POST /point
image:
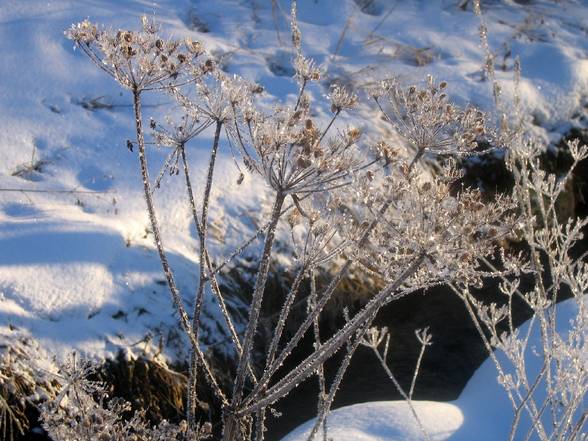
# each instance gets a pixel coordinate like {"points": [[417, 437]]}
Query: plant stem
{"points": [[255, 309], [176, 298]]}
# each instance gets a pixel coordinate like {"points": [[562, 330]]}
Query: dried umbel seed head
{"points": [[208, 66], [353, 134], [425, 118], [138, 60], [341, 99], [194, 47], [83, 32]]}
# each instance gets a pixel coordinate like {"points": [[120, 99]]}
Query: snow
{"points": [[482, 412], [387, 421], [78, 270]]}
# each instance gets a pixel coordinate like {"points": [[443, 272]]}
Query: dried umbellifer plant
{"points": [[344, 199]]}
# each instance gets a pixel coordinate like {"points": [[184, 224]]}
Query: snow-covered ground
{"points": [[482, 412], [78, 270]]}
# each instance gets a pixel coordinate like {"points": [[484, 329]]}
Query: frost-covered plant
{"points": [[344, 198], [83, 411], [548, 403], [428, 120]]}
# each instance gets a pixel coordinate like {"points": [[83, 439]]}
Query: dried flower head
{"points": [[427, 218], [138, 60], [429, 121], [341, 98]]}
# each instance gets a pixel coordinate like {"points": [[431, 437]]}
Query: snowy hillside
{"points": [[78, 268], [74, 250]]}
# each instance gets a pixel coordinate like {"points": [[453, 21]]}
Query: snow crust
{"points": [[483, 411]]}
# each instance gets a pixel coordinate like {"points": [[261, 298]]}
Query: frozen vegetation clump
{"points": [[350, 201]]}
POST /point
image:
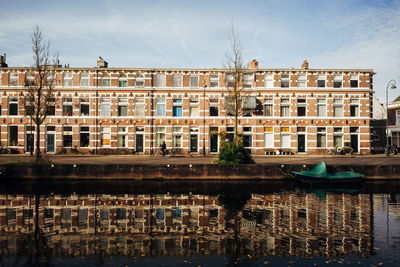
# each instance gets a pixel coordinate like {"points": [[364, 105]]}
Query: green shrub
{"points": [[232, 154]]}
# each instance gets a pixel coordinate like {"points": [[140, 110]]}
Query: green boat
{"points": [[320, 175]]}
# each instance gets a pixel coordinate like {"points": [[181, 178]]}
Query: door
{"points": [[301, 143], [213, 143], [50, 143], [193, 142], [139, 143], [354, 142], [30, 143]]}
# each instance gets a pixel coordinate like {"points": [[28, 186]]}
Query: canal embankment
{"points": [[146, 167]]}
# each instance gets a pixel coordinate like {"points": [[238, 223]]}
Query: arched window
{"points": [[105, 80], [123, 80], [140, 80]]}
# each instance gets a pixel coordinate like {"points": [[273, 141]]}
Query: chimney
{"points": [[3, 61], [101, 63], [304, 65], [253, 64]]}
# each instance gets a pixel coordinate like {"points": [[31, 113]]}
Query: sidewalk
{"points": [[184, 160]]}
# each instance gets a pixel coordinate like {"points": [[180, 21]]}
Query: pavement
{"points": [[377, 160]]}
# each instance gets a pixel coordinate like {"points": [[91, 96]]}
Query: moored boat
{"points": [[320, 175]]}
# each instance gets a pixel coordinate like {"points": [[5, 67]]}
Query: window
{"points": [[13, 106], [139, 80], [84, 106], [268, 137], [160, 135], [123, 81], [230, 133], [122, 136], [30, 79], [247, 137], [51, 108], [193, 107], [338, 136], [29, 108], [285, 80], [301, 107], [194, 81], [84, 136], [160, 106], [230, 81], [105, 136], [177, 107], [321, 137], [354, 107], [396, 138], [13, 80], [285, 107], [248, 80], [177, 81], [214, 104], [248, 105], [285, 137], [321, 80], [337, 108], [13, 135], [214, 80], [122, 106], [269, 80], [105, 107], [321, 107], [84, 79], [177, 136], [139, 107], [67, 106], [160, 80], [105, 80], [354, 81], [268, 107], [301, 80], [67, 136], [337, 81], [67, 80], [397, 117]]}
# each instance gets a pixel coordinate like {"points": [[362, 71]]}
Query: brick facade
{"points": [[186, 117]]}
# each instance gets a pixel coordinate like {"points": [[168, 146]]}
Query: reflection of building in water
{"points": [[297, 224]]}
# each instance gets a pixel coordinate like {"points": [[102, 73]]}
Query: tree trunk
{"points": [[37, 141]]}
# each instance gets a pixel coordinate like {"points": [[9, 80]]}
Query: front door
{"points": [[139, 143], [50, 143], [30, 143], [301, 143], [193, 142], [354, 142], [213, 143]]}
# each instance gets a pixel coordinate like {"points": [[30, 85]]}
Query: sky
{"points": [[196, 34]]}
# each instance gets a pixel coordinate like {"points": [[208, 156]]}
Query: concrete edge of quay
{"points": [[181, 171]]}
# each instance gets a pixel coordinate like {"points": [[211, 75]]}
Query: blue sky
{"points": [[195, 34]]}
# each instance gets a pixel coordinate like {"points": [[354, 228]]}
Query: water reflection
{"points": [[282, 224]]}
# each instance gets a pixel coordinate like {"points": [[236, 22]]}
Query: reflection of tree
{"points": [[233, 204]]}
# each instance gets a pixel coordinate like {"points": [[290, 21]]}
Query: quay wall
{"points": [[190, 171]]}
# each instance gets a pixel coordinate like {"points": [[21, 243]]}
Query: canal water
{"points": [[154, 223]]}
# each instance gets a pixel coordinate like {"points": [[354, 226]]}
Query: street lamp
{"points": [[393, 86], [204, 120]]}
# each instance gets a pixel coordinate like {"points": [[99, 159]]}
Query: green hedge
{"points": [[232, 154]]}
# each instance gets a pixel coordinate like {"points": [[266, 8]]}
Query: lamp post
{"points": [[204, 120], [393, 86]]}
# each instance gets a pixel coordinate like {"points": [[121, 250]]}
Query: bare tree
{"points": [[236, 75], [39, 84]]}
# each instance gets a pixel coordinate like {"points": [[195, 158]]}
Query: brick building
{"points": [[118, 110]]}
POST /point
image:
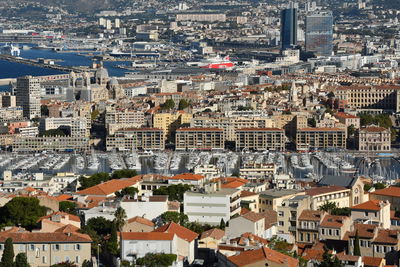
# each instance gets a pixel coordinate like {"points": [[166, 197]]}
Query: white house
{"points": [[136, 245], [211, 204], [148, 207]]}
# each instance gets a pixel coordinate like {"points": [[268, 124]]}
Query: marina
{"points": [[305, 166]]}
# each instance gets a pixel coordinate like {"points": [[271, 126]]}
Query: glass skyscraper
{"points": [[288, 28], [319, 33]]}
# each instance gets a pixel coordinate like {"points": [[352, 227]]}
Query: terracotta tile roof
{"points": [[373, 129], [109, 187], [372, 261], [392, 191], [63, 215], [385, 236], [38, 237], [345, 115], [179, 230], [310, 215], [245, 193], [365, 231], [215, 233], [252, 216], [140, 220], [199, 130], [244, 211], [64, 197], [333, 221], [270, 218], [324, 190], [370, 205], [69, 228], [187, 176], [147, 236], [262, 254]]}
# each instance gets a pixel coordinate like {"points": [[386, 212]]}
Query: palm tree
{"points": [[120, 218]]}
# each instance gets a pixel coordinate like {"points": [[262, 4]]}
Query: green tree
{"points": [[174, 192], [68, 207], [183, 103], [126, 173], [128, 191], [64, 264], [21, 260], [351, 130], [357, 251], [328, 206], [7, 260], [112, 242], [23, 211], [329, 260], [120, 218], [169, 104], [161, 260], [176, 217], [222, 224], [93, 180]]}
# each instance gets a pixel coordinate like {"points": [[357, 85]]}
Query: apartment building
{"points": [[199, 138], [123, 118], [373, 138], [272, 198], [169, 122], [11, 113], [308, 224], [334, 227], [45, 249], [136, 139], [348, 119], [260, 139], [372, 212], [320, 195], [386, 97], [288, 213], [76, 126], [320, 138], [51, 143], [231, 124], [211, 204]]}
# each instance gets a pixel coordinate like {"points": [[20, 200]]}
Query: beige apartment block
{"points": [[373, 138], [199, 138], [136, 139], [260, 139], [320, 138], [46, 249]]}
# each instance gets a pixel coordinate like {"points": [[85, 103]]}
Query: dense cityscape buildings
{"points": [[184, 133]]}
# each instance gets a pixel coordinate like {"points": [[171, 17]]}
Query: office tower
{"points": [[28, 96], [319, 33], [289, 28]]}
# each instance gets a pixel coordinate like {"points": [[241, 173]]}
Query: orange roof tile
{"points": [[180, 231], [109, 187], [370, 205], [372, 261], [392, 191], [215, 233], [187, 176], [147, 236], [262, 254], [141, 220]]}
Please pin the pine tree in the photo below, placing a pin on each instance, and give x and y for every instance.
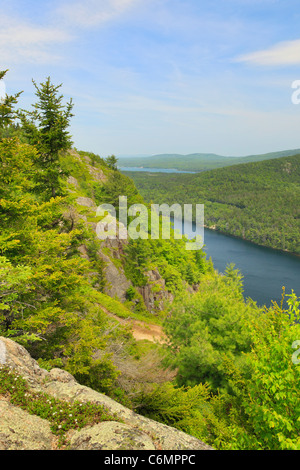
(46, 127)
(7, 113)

********

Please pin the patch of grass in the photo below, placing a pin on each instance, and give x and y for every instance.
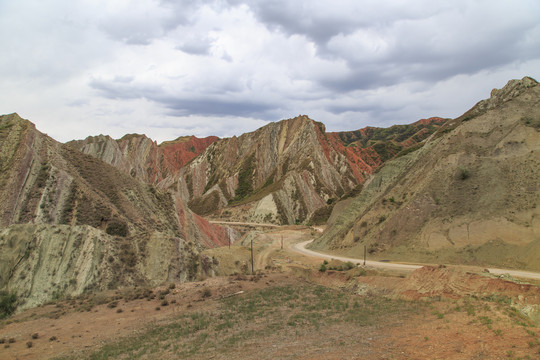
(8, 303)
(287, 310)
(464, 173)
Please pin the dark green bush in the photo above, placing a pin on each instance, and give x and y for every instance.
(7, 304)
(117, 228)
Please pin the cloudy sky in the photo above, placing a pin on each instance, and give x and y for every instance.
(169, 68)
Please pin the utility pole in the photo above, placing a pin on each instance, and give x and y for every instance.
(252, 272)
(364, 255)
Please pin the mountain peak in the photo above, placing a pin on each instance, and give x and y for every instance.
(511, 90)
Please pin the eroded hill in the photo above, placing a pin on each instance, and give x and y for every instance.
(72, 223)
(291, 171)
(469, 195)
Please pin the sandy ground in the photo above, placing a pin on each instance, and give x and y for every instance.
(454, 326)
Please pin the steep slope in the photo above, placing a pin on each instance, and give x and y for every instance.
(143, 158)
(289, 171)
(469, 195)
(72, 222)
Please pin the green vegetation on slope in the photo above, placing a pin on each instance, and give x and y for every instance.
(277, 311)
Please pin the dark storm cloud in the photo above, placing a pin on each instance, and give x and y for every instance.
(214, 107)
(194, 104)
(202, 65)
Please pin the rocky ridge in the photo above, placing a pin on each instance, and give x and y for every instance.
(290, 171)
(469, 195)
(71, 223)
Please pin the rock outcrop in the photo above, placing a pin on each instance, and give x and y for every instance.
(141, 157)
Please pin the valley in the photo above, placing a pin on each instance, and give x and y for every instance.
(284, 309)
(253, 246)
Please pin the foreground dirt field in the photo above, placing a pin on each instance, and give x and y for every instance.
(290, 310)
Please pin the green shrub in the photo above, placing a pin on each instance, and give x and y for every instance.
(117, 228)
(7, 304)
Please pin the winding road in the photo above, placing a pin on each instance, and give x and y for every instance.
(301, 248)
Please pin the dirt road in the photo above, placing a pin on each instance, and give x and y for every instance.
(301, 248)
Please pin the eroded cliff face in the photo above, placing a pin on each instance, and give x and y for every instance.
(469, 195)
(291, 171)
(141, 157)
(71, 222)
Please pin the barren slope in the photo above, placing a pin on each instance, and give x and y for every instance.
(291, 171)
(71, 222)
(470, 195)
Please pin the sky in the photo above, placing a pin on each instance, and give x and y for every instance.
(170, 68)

********

» **Task prompt**: Which lines in the items above contain the string "dirt" with matching case? Show each of those lines in full.

» **Answer for this exercise**:
Please pin the foreground dirt field in the photo above, placing a pin on each instance, and give x and y for every instance.
Please pin the dirt road in the photo above, placing a pin on each instance, and give x and y for every instance.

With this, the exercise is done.